Instructions to follow: Swap "Spot" for "Locate" everywhere in the records below, and write all of the records out again with nothing else changed. Leave the pictures out.

Data for this exercise:

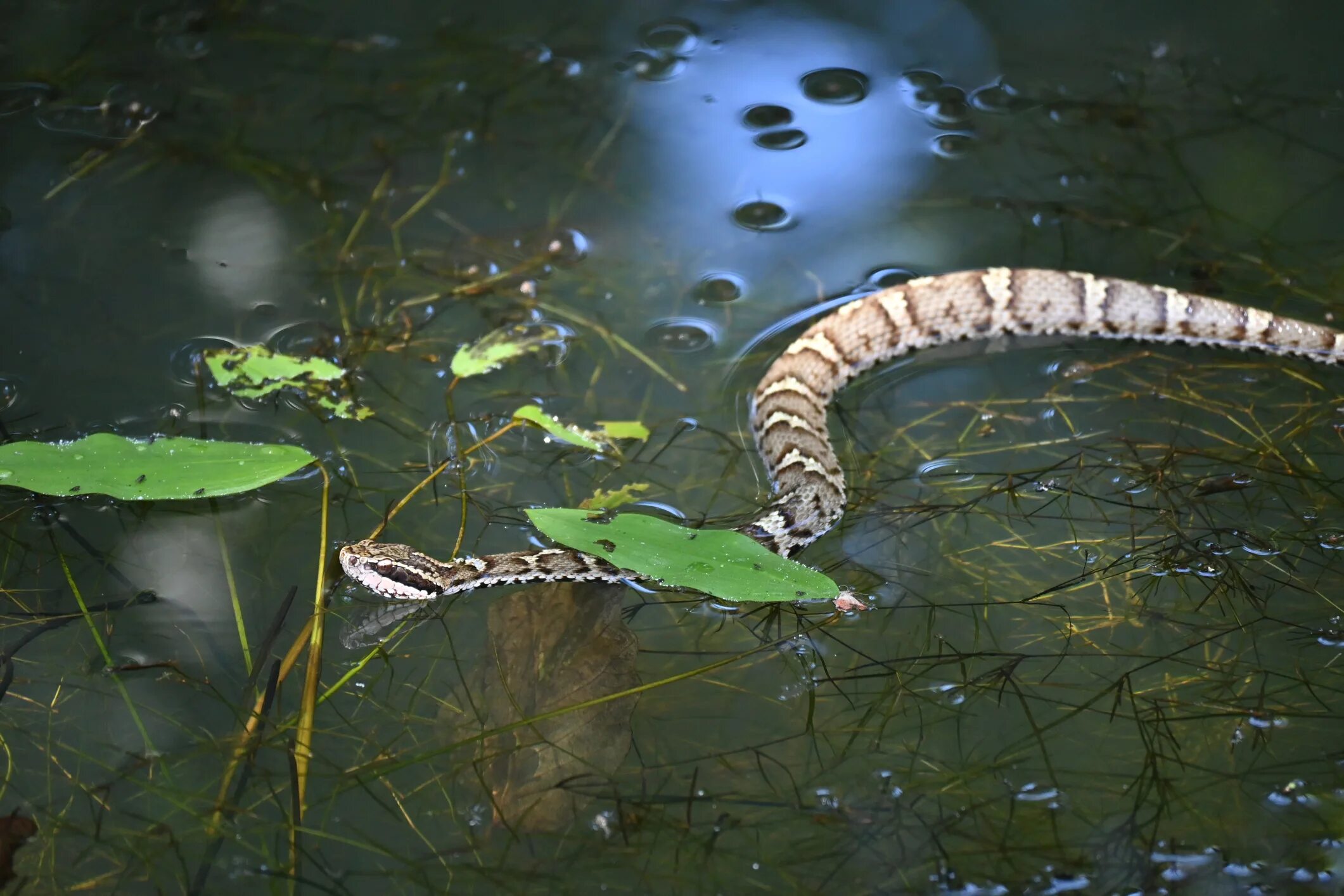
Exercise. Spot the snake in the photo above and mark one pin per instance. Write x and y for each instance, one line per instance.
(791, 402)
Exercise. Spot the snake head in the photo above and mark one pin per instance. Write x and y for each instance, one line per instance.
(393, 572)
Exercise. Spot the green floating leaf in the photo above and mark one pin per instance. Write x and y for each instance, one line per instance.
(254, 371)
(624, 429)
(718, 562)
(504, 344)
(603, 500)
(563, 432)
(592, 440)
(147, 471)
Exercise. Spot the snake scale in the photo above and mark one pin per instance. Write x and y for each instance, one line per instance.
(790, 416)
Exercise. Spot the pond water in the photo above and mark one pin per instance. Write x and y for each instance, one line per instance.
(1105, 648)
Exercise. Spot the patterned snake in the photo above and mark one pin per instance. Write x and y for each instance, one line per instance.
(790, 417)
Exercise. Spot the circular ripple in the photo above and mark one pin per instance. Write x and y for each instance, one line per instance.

Solution:
Exercise. Locate the snake in the photo above and mark one pin per instance. Write x and y for each instance, one line per instance.
(791, 402)
Exercise. Locate the snake head in the photo above and mark one pin per instance. Write x and y for each instance, one line per instance.
(393, 572)
Exercise. Locate the green floating leaf in the photo above and mark one pin per instance. Write x and y for each instance, one line per instance.
(254, 371)
(624, 429)
(718, 562)
(504, 344)
(603, 500)
(563, 432)
(592, 440)
(147, 471)
Exercise. Locate the snake scale in the photo above and mark one pin per instance. Write x and y for each instance, one line per instance.
(790, 416)
Exercise. Locate the pond water in the photo above and mark one pin per instance. Write x and y for each instance, one line per instance.
(1105, 648)
Exercise. Locate the patterned snake in the photo above and mark one pin per instance. Write x and y for each instance, one line per instance.
(790, 417)
Exercise. Locate the circular ripple in the photo above and mark one pin per instance. Write x and y for each instance, one line per instance.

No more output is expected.